OBIETTIVO DEL COMPITO >>
Riscrivi le righe comprese tra quella che contiene "Where can the saguaro" e quella che contiene "<point>450,141</point>", entrambe incluse, sostituendo ogni occorrenza di "innermost" con "central" e lasciando invariato tutto il resto.

------------------------

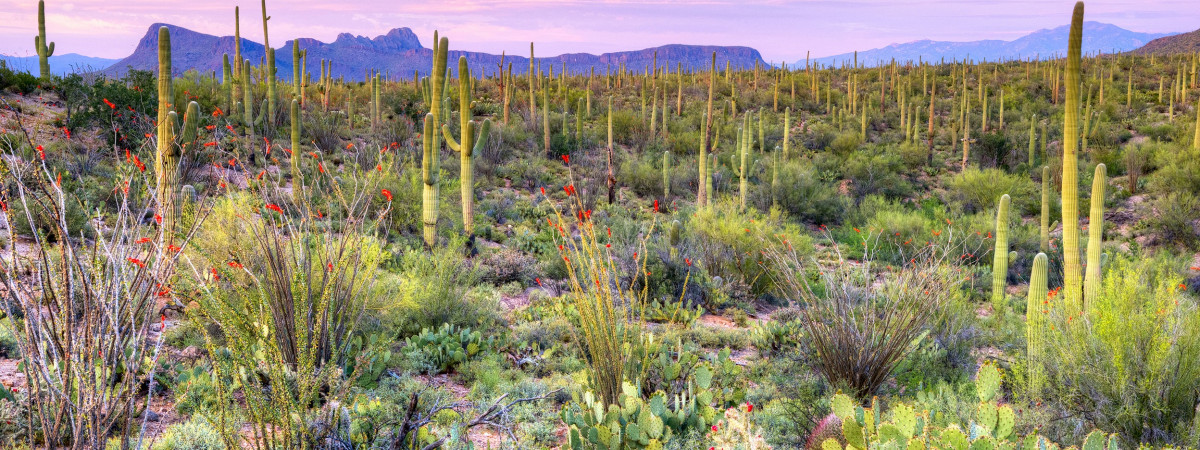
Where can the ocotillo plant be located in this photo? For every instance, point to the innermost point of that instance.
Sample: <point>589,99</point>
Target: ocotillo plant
<point>467,147</point>
<point>1036,310</point>
<point>432,143</point>
<point>1000,255</point>
<point>167,155</point>
<point>1095,234</point>
<point>297,177</point>
<point>1072,276</point>
<point>45,49</point>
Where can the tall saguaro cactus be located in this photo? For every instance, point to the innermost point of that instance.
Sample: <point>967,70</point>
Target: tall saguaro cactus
<point>702,191</point>
<point>1000,255</point>
<point>1072,276</point>
<point>1095,234</point>
<point>432,142</point>
<point>1036,323</point>
<point>45,49</point>
<point>297,177</point>
<point>167,154</point>
<point>467,147</point>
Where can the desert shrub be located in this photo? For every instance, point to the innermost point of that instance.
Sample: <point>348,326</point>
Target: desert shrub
<point>1131,363</point>
<point>193,435</point>
<point>437,287</point>
<point>729,243</point>
<point>863,319</point>
<point>978,190</point>
<point>1171,217</point>
<point>805,197</point>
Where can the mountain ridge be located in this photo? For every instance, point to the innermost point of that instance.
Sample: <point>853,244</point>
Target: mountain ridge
<point>399,53</point>
<point>1043,43</point>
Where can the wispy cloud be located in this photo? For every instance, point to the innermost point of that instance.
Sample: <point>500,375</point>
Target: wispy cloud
<point>781,29</point>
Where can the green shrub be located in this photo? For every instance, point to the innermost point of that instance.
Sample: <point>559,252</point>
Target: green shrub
<point>192,435</point>
<point>978,190</point>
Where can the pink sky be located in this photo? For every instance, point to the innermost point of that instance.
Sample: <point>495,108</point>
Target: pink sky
<point>780,30</point>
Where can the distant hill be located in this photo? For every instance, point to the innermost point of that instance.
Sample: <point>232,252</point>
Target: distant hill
<point>1186,43</point>
<point>1041,45</point>
<point>400,53</point>
<point>65,64</point>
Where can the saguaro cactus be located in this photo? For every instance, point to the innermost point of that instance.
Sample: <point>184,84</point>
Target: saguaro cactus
<point>45,49</point>
<point>432,142</point>
<point>167,155</point>
<point>1072,279</point>
<point>1095,234</point>
<point>467,147</point>
<point>702,191</point>
<point>1000,255</point>
<point>297,177</point>
<point>1045,209</point>
<point>1035,324</point>
<point>666,174</point>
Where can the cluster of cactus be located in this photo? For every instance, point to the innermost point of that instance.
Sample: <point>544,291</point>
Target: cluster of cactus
<point>467,145</point>
<point>685,393</point>
<point>448,346</point>
<point>774,337</point>
<point>433,91</point>
<point>45,48</point>
<point>905,426</point>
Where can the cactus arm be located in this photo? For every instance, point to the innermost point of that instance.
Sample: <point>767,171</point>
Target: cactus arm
<point>450,141</point>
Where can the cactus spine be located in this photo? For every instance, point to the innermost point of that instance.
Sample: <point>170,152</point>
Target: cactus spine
<point>1000,256</point>
<point>467,147</point>
<point>1072,279</point>
<point>432,143</point>
<point>167,155</point>
<point>1035,324</point>
<point>297,178</point>
<point>45,49</point>
<point>1095,234</point>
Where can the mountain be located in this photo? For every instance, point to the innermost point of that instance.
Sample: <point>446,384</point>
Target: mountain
<point>1185,43</point>
<point>1041,45</point>
<point>65,64</point>
<point>400,53</point>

------------------------

SOLUZIONE DEL COMPITO >>
Where can the saguaro cactus be located in this photo? For every instance, point to the central point of that instance.
Sample: <point>184,84</point>
Target: saguaro cactus
<point>45,49</point>
<point>432,142</point>
<point>167,155</point>
<point>1072,279</point>
<point>1095,234</point>
<point>467,147</point>
<point>702,191</point>
<point>1000,255</point>
<point>297,177</point>
<point>1045,209</point>
<point>1035,324</point>
<point>666,174</point>
Where can the cluster of cactus be located in this photo? For every instance, point to the central point of that instance.
Sample: <point>544,291</point>
Target: cluster of cactus
<point>467,145</point>
<point>685,393</point>
<point>448,346</point>
<point>774,337</point>
<point>433,91</point>
<point>45,48</point>
<point>905,426</point>
Where can the cactus arm be located in this photo? For every instance, point to the central point of that instance.
Sample: <point>767,171</point>
Target: cactus arm
<point>450,141</point>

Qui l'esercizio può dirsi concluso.